* **TASK BRIEF**
Copy every line of the listing below word for word, with no changes.

* **DATA LISTING**
..............................

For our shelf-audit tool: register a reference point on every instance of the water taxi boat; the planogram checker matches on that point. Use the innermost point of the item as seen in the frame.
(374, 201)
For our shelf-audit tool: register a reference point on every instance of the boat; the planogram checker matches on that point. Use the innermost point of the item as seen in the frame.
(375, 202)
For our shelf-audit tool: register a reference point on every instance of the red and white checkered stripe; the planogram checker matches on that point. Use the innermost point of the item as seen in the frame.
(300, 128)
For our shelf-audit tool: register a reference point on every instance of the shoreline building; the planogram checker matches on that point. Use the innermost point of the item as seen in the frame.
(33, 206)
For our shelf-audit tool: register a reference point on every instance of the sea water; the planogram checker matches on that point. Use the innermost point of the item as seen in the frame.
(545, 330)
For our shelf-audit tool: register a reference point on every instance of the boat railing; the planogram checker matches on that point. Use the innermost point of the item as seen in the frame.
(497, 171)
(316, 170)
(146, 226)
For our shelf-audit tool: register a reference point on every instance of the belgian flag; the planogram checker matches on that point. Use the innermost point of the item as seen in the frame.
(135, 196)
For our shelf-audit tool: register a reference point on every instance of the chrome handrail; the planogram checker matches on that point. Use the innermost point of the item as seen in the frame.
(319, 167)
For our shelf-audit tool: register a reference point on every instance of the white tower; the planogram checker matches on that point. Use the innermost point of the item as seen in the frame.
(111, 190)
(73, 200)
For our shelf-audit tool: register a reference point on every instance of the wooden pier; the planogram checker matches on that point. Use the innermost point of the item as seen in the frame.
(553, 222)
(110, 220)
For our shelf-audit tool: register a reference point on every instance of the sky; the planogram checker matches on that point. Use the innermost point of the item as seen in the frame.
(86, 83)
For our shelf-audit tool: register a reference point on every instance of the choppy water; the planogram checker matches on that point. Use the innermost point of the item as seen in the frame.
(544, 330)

..............................

* **REPLY**
For our shelf-audit tool: register a reference point on every instance of the water taxi boat; the planogram checker matches on that point. Use the innermost point of the item as seen in the frame.
(374, 201)
For our shelf-audit tool: register a reference point on every instance of the boat; the planogram checker matches on that point. Use the innermost point of the item as seen in the frame.
(375, 202)
For our shelf-audit tool: register a reference point on every instance of the red and white checkered stripe; the planogram checker matches on that point. Use the innermost point of the item as seen in the frame.
(300, 128)
For our shelf-audit tool: register a reference point on every instance of the shoreline building; the planogram checker matches on that point. Use the innermost point of the item as seen in the frame.
(33, 206)
For our shelf-audit tool: register a reference point on every instance of the sea water; the planogram checker matches on that point. Use the innermost point of the item as seen in the frame.
(545, 330)
For our shelf-audit tool: register a reference point on every instance of the boat railing; the planogram checker matches on that point. Use the innermost point of the item as seen in the frame.
(497, 171)
(316, 170)
(146, 226)
For our shelf-audit tool: register a reference point on every instance of the belgian flag; the planogram checker matches on that point. Use the innermost point of the item as seen in the frame.
(135, 196)
For our shelf-audit tool: register a reference point on every instance of the chrome handrail; the planogram checker matches on that point. Use the innermost point of the item as seen in the frame.
(319, 167)
For our shelf-audit tool: register a reference point on every instance of the white tower; the planogram checker matches on that point. Use the innermost point of the item as seen in the frame.
(111, 190)
(73, 200)
For our shelf-audit tool: register a reference point on every instance of the wooden pier; the planogram checker matches on that point. Use the innermost point of the item as seen in the frame.
(553, 222)
(110, 220)
For our shelf-audit tool: register a reference point on every instance of the sky; the planogram checker matches on that point. Use the innermost point of the item as seen in the frame.
(86, 83)
For our shelf-audit tool: register a reference point on every instance of the choppy water; the planogram checker matches on that point. Use the innermost point of the item as seen in the frame.
(544, 330)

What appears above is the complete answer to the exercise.